EXERCISE INSTRUCTIONS. From the first line to the last, copy the material exactly.

= = = = = = =

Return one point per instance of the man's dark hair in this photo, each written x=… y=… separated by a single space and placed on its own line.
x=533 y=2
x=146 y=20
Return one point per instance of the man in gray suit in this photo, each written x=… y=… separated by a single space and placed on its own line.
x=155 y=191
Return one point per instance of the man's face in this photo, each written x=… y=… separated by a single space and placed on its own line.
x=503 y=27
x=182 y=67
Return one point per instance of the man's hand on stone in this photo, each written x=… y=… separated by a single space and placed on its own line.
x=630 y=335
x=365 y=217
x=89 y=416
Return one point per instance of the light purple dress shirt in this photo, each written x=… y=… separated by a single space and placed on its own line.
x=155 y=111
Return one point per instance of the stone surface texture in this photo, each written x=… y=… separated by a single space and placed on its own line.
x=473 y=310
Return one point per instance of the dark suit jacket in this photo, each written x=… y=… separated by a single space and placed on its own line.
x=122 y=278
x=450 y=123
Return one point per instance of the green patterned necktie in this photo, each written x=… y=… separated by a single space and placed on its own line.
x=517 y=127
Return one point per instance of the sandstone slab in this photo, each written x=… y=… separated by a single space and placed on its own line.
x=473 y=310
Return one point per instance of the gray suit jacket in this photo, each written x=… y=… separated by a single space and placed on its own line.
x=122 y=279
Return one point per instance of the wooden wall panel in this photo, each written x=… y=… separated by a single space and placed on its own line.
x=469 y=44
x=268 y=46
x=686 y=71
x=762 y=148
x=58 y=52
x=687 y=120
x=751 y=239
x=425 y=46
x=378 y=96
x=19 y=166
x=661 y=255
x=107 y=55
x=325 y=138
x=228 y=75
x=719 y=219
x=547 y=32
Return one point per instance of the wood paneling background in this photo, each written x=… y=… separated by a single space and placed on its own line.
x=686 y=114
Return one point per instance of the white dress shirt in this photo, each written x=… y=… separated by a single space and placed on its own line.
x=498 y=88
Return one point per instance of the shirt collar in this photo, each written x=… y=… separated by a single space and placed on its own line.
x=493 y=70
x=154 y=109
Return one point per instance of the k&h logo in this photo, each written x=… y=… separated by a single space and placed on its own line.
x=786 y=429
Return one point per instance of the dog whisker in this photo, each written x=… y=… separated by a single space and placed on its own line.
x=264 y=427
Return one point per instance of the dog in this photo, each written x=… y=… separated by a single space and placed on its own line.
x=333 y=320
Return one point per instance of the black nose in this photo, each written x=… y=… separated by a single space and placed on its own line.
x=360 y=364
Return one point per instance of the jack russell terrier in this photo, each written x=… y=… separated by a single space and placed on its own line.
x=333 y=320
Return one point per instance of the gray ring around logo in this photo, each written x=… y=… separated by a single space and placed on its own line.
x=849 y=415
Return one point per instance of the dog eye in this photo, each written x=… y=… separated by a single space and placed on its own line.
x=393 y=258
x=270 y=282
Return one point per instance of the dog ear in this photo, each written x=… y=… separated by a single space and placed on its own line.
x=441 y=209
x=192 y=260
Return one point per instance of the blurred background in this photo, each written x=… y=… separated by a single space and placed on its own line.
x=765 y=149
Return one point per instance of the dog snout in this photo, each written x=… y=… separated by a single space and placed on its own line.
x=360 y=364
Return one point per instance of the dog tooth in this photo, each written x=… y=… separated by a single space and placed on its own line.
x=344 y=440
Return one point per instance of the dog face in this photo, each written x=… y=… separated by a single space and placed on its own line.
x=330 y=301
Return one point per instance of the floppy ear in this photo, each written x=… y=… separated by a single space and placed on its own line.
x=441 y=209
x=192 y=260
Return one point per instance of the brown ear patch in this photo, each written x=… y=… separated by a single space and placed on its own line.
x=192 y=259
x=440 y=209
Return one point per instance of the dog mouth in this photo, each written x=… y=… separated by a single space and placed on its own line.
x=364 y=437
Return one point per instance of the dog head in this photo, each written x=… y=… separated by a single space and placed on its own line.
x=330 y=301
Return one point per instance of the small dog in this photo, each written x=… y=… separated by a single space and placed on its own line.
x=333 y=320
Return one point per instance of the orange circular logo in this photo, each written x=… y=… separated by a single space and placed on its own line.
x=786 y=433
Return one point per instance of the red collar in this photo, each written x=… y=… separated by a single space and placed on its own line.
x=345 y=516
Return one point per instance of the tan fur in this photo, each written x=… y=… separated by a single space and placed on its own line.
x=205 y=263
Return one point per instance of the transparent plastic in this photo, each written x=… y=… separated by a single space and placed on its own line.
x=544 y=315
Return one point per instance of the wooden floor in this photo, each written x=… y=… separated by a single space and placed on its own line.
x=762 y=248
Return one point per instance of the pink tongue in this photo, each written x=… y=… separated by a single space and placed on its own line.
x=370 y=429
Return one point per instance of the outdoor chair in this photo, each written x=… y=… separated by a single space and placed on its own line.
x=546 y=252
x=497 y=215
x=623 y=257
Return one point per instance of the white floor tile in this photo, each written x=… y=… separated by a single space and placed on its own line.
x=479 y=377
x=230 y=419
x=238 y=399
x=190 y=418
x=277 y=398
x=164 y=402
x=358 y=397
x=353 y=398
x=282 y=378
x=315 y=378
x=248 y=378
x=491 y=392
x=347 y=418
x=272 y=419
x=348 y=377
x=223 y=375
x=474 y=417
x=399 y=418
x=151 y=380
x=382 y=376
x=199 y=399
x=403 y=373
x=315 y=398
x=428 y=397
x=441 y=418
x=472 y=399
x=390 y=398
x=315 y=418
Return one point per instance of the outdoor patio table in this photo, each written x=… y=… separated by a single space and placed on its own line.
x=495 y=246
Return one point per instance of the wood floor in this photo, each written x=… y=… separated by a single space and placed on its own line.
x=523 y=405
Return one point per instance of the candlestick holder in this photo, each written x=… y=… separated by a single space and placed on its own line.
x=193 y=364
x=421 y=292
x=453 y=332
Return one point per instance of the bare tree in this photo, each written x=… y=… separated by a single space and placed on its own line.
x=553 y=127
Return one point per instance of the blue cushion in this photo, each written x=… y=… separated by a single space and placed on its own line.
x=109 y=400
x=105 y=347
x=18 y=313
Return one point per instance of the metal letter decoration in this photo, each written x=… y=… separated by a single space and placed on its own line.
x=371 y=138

= = = = = = =

RESPONSE.
Return one point per instance of the man's dark hair in this photo, each written x=… y=… separated by a single space and placed on its own line.
x=533 y=2
x=146 y=20
Return one point per instance of the man in gray suit in this photo, each written x=… y=… separated by a single space and placed on its own line.
x=155 y=191
Return one point per instance of the man's face in this photo, each written x=… y=… separated by a single space and placed on its own line.
x=503 y=27
x=182 y=67
Return one point per instance of the man's hand on stone in this photo, each written x=… y=… separated by a single space and placed on its own line.
x=630 y=335
x=365 y=217
x=89 y=416
Return one point per instance of the light purple dress shirt in this photo, each written x=… y=… separated by a single space and placed on its own line.
x=155 y=111
Return one point per instance of the stone surface texture in this photo, each written x=… y=… separated by a single space and placed on its own line.
x=473 y=310
Return one point per instance of the dark suit jacket in this photo, each written x=… y=… separated by a single space and placed on its own line.
x=122 y=278
x=450 y=123
Return one point per instance of the green patterned necktie in this photo, each written x=… y=… separated by a single space and placed on its own line.
x=517 y=127
Return one point per instance of the sandstone slab in this photo, each written x=… y=… separated by a single space and placed on its own line.
x=473 y=310
Return one point per instance of the gray suit jacket in this photo, each written x=… y=… separated by a single space and placed on its own line.
x=122 y=279
Return one point per instance of the wooden wall panel in this photo, each written x=… y=… separated by a single space and placed on its own line.
x=469 y=44
x=268 y=46
x=686 y=71
x=762 y=148
x=58 y=52
x=687 y=120
x=751 y=239
x=425 y=46
x=378 y=96
x=19 y=166
x=661 y=255
x=107 y=55
x=325 y=138
x=228 y=75
x=719 y=219
x=547 y=32
Return one point per instance of the wood paneling background in this photo, each written x=… y=… separated by a single space and placed on its own line.
x=686 y=114
Return one point per instance of the white dress shirt in this photo, each written x=… y=… separated by a single space and placed on its own line.
x=498 y=88
Return one point per instance of the shirt collar in this photo, each written x=… y=… separated by a single space and placed on its own line.
x=493 y=70
x=154 y=109
Return one point per instance of the k&h logo in this photo, each written x=… y=… separated by a single space and placed on its own line.
x=786 y=429
Return one point per instance of the dog whisker in this photo, each written x=… y=… separated by a single space and placed on its own line.
x=264 y=427
Return one point per instance of the dog in this photo, each written x=… y=… separated by a single space and placed on its own line.
x=333 y=320
Return one point per instance of the black nose in this photo, each written x=… y=… separated by a single space and placed on its own line.
x=360 y=364
Return one point per instance of the jack russell terrier in this photo, each written x=… y=… separated by a single space and placed on its own line.
x=333 y=320
Return one point per instance of the gray ring around logo in this photo, each written x=… y=… separated by a single space and placed on its own line.
x=849 y=415
Return one point per instance of the dog eye in this photo, each written x=… y=… separated by a single space and placed on its own line.
x=393 y=258
x=270 y=282
Return one point per instance of the dog ear in this photo, each written x=… y=… separated by a single space and placed on its own line.
x=441 y=209
x=192 y=260
Return one point per instance of the blurred background in this photo, each written x=… y=… separated by a single space and placed on its own line.
x=765 y=149
Return one point per instance of the dog snout in this photo, each written x=… y=… separated by a single space and placed on its own line.
x=360 y=364
Return one point per instance of the dog tooth in this photo, each written x=… y=… separated by a single space and placed on its own line.
x=344 y=440
Return one point per instance of the dog face in this photo, each written x=… y=… separated by a single space and placed on its own line.
x=330 y=301
Return one point per instance of the floppy ear in this photo, each written x=… y=… separated by a single space and placed on its own line.
x=441 y=209
x=192 y=260
Return one point per instance of the brown ear patch in this photo, each written x=… y=… separated by a single space and placed on its own line.
x=192 y=259
x=440 y=209
Return one point per instance of the dog mouth in this photo, each written x=… y=… separated by a single space and placed on its own line.
x=364 y=437
Return one point per instance of the dog head in this photo, each written x=… y=… separated by a single space and placed on its own line.
x=330 y=301
Return one point per instance of the small dog in this photo, each written x=… y=… separated by a single space and placed on its own line.
x=333 y=320
Return one point per instance of the orange circular logo in this photo, each written x=… y=… separated by a single space and placed on its own line.
x=786 y=433
Return one point per instance of the red collar in this photo, each written x=… y=… separated by a single space and placed on its own line.
x=345 y=516
Return one point per instance of the tan fur in this photo, each written x=… y=… separated by a single space and placed on its own line.
x=205 y=263
Return one point per instance of the transparent plastic in this photo, each written x=… y=… separated by a single space and placed on its own line.
x=544 y=315
Return one point per instance of the wooden floor in this photo, each written x=… y=… separated by a single space and placed on its own line.
x=762 y=248
Return one point per instance of the pink tongue in this photo, each written x=… y=… separated by a single space and placed on its own line.
x=370 y=429
Return one point per instance of the outdoor chair in this photo, each written x=… y=… separated by a single space and placed on its own line.
x=546 y=252
x=497 y=215
x=623 y=257
Return one point per instance of the white floor tile in this photo, each written x=… y=… separated by a single space and placed on its own line.
x=479 y=377
x=230 y=419
x=238 y=399
x=190 y=418
x=277 y=398
x=164 y=402
x=358 y=397
x=353 y=398
x=282 y=378
x=315 y=378
x=248 y=378
x=491 y=392
x=347 y=418
x=272 y=419
x=348 y=377
x=223 y=375
x=474 y=417
x=399 y=418
x=151 y=380
x=382 y=376
x=199 y=399
x=403 y=373
x=315 y=398
x=428 y=397
x=441 y=418
x=472 y=399
x=390 y=398
x=315 y=418
Return one point per instance of the outdoor patio table in this photo, each written x=… y=… separated by a single space and placed on its own line.
x=495 y=246
Return one point per instance of the wood floor in this photo, each written x=… y=… separated by a single space and placed on its own line.
x=523 y=405
Return one point per instance of the candlestick holder in this photo, each written x=… y=… separated by a single space and placed on its own line.
x=193 y=364
x=421 y=292
x=453 y=332
Return one point per instance of the bare tree in this photo, each written x=… y=… separated by a single space and placed on its own line.
x=553 y=127
Return one point per instance of the blue cushion in this photo, each written x=… y=… separated by a single space and placed on its own line.
x=109 y=400
x=105 y=347
x=18 y=313
Return one point per instance of the metal letter decoration in this photo, each written x=… y=… separated by a single space and placed on its own line.
x=371 y=138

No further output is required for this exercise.